- PROBLEM REQUIREMENTS
With all pictures omitted, return verbatim the lines from the beginning of the records below through the line containing "467, row 442.".
── EXERCISE INPUTS ──
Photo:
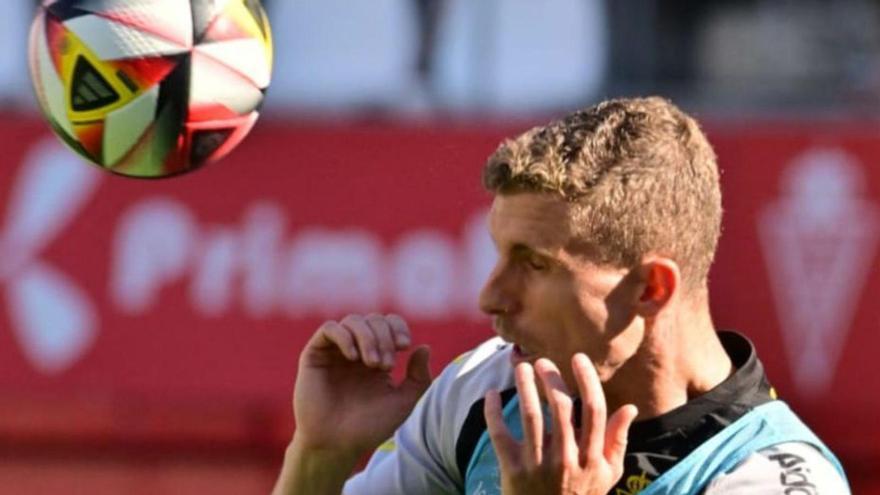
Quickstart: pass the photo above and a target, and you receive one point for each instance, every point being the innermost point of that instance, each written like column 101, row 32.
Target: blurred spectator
column 14, row 79
column 805, row 54
column 512, row 56
column 344, row 54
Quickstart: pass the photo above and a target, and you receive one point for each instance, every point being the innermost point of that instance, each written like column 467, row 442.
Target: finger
column 593, row 408
column 365, row 338
column 564, row 444
column 332, row 334
column 416, row 380
column 617, row 434
column 506, row 447
column 531, row 414
column 385, row 340
column 418, row 371
column 400, row 330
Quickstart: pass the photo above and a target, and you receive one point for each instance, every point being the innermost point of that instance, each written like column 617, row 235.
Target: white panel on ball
column 114, row 41
column 173, row 17
column 124, row 127
column 50, row 81
column 213, row 83
column 246, row 56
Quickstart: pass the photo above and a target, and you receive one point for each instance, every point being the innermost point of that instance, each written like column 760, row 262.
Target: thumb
column 418, row 374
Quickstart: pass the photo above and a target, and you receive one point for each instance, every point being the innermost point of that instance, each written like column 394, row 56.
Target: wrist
column 314, row 470
column 316, row 457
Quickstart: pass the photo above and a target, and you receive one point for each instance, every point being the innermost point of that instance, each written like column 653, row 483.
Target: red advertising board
column 203, row 288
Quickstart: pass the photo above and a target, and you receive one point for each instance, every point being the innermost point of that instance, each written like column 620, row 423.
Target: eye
column 536, row 264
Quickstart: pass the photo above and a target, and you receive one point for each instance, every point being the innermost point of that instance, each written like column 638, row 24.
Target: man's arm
column 317, row 473
column 345, row 402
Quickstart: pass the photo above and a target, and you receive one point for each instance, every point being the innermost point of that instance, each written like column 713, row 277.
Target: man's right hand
column 345, row 401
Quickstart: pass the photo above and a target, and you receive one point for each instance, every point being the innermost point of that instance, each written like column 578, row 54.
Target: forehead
column 537, row 220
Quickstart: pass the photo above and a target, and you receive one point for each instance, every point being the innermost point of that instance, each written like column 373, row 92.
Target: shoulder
column 786, row 468
column 469, row 376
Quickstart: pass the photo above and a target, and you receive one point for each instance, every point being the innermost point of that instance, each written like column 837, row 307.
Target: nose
column 497, row 296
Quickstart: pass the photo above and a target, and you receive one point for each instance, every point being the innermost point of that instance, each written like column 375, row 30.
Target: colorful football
column 151, row 88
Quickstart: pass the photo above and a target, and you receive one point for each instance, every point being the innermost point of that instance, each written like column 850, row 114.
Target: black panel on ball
column 204, row 12
column 205, row 143
column 67, row 9
column 174, row 94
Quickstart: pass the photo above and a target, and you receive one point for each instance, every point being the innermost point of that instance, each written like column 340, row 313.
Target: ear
column 661, row 279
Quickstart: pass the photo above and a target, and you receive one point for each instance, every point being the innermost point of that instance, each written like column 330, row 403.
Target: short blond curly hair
column 641, row 174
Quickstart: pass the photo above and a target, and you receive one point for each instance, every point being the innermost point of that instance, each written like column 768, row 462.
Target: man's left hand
column 588, row 462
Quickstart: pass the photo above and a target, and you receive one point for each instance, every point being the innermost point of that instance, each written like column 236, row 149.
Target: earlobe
column 661, row 279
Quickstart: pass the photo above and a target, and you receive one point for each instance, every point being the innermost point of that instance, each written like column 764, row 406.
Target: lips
column 521, row 355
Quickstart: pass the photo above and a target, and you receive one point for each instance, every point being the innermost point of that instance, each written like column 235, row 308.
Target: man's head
column 622, row 199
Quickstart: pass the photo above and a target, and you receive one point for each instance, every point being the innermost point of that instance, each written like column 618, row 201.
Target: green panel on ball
column 123, row 128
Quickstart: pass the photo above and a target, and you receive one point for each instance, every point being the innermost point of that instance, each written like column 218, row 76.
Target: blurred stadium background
column 149, row 331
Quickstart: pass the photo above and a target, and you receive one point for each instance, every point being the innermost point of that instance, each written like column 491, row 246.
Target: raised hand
column 588, row 462
column 345, row 400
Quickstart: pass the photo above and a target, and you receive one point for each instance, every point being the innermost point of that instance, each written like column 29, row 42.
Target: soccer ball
column 151, row 88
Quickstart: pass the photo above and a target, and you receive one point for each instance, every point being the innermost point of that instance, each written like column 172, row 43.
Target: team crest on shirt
column 634, row 484
column 819, row 240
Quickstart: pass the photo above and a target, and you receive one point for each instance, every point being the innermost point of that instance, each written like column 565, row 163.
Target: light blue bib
column 766, row 425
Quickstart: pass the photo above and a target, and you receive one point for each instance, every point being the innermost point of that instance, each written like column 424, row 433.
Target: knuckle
column 352, row 319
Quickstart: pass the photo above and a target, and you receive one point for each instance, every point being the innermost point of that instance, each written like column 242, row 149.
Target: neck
column 678, row 359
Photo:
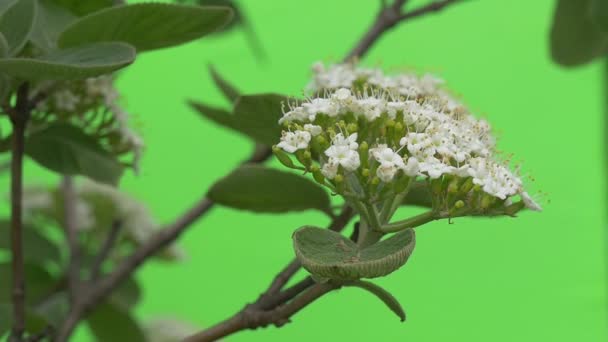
───
- EXERCISE RESPONSE
Photo:
Quickstart: pass the photo above and a target, and you receive one point for each instance, every point being the innermost point of that instance, each written like column 101, row 32.
Target: blurred spectator
column 14, row 79
column 805, row 54
column 512, row 56
column 344, row 54
Quickstart: pass the photo above and a target, and you receive one point for each instance, every point being the innermost point of that instance, each written like column 467, row 442.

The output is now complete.